List each line below that contains the string "metal". Treat uppercase and lowercase as different.

Entries from a point annotation set

####

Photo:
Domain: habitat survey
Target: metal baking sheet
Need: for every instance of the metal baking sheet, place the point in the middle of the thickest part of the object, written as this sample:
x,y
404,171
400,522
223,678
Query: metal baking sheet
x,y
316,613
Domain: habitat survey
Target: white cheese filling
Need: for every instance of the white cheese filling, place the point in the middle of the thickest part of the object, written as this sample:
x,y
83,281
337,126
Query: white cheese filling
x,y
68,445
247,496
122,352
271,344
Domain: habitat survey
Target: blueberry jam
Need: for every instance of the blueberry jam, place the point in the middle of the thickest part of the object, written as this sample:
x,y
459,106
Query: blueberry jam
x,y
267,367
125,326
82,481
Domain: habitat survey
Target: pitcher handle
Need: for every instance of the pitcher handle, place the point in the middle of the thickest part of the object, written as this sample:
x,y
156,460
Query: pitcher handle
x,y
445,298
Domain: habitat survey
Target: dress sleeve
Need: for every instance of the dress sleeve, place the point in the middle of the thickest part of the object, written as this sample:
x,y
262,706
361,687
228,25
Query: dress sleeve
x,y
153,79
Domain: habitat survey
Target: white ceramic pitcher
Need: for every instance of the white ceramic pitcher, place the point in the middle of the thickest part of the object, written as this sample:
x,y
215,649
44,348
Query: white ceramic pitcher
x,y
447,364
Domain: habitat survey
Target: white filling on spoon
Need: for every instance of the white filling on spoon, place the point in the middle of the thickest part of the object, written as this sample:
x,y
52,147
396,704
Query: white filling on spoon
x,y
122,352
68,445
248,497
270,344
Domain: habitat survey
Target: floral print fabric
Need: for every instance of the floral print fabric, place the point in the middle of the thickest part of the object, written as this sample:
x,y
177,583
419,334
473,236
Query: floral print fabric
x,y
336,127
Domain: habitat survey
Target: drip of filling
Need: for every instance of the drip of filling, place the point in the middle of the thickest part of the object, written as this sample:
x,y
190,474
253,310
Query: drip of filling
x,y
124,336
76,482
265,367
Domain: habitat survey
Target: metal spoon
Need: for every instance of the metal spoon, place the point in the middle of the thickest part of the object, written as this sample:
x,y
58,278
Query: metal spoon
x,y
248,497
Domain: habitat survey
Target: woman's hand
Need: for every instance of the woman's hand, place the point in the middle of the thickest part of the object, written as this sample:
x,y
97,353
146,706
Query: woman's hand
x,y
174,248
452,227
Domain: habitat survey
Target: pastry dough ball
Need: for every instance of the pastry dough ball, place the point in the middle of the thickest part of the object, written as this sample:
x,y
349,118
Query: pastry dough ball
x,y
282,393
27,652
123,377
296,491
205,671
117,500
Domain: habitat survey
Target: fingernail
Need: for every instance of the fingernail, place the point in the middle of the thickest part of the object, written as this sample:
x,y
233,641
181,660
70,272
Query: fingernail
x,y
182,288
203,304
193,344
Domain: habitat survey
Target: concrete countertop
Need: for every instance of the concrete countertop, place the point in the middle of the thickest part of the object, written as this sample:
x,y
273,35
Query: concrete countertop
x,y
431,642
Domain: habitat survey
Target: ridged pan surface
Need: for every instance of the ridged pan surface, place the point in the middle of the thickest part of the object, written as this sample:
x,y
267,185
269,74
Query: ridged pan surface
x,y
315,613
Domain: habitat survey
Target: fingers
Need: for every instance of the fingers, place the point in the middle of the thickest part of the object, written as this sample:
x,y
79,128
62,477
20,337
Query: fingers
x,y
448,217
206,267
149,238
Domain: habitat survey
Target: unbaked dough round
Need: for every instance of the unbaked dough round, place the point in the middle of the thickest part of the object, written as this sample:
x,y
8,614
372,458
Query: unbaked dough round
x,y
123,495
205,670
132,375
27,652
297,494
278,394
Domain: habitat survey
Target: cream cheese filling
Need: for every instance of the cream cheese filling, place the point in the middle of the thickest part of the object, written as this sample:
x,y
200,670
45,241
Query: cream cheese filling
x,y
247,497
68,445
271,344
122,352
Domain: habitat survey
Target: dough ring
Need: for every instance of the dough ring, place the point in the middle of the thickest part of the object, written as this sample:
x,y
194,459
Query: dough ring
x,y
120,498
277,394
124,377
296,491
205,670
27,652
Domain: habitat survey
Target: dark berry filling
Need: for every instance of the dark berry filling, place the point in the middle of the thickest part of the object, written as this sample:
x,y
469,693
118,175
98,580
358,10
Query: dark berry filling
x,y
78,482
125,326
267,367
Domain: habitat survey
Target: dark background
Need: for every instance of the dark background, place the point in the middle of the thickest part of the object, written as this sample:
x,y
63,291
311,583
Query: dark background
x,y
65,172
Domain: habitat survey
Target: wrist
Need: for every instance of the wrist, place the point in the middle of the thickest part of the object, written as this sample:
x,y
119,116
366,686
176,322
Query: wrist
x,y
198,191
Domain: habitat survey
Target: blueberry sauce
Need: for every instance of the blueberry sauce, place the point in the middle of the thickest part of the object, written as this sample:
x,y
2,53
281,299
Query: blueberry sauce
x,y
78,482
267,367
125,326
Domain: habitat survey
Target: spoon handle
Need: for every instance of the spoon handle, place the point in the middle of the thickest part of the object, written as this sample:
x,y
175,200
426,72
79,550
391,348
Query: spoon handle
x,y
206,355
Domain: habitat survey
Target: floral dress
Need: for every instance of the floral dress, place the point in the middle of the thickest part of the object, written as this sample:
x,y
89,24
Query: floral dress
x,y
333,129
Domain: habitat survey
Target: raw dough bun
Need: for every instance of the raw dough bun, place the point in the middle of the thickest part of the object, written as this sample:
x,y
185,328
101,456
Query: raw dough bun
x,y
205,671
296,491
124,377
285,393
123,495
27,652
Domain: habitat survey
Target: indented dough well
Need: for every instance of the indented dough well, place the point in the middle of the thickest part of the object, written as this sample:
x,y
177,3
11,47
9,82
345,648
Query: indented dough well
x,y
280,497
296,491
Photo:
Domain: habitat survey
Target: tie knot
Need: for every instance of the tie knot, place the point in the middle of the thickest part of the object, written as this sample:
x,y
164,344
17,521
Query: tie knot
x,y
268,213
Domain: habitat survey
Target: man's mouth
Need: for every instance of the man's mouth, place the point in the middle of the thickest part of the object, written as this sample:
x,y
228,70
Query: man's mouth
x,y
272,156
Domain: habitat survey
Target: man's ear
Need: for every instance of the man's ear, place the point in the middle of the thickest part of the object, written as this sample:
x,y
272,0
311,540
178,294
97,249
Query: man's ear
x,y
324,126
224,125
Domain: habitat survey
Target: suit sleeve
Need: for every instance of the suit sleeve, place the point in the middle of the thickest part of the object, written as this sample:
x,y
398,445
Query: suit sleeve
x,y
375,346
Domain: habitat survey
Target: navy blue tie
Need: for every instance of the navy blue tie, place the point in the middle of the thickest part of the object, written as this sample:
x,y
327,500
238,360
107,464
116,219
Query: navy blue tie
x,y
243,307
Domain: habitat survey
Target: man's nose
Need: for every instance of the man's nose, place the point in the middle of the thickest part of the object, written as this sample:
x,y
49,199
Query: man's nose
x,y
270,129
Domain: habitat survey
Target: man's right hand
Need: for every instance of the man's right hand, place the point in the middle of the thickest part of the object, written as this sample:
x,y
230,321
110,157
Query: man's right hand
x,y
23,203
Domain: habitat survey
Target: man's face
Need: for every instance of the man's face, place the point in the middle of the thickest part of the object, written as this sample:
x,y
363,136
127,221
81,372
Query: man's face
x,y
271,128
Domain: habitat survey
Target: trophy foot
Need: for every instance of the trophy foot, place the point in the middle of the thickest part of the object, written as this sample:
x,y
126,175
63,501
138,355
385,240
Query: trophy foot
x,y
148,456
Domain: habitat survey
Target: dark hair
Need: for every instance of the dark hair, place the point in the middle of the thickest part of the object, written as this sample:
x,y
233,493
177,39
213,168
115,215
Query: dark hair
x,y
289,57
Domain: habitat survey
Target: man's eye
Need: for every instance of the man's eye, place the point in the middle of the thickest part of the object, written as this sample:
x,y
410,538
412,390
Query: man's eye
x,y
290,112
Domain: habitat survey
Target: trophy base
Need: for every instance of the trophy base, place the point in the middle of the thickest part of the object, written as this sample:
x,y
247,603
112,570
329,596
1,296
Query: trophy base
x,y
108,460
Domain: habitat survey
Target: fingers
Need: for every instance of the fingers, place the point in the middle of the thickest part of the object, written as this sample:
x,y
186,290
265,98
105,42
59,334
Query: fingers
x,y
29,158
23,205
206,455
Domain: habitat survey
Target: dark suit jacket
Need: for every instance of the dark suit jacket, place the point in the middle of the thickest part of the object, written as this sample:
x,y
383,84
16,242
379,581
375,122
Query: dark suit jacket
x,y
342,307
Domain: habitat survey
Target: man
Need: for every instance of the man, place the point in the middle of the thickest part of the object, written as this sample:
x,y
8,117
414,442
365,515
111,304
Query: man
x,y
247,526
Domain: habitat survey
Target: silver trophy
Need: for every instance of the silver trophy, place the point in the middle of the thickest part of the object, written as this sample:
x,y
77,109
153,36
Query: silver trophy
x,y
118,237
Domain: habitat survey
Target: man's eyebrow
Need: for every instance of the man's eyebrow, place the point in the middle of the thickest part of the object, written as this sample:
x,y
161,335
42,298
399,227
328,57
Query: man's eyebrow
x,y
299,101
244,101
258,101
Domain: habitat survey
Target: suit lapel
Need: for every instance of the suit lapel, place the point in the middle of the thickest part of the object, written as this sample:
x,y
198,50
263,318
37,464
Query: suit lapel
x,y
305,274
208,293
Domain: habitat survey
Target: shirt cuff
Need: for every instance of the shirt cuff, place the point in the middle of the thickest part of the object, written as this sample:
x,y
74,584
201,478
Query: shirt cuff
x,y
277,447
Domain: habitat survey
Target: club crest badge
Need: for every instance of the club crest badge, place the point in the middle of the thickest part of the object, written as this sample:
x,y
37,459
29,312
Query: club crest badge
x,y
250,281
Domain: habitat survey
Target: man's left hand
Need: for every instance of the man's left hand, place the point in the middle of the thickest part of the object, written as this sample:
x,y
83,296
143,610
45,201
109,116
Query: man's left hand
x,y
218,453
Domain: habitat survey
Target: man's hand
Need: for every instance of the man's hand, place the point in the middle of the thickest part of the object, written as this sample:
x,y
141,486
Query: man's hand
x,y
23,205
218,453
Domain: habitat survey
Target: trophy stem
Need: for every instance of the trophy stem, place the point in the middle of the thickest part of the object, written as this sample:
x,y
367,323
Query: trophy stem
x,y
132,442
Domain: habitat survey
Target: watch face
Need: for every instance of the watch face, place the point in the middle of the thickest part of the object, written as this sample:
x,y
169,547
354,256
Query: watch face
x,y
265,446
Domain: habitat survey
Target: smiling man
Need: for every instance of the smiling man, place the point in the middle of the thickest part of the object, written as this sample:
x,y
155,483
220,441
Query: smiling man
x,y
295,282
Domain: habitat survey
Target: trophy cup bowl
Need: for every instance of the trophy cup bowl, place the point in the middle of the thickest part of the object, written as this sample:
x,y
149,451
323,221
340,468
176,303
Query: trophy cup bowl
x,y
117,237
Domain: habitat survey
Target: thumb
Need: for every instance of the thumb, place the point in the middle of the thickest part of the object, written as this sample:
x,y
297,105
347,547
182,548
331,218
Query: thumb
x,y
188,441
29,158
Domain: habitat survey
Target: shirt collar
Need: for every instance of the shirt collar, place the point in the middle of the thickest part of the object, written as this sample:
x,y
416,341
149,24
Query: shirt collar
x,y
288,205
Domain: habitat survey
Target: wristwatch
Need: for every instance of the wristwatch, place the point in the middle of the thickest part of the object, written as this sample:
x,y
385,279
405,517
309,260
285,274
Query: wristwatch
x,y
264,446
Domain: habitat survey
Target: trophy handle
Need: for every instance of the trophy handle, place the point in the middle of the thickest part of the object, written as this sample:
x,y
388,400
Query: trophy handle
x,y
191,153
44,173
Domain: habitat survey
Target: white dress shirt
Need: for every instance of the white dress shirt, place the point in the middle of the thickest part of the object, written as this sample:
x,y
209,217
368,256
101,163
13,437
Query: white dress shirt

####

- **Output of the exercise**:
Target: metal baking sheet
Need: for every instance of the metal baking sheet, place the point in the middle of the thickest part of the object, written as this sample:
Query: metal baking sheet
Target: metal spoon
Need: for every instance of the metal spoon, place the point in the middle of the thickest part of the object, written as this sample:
Query: metal spoon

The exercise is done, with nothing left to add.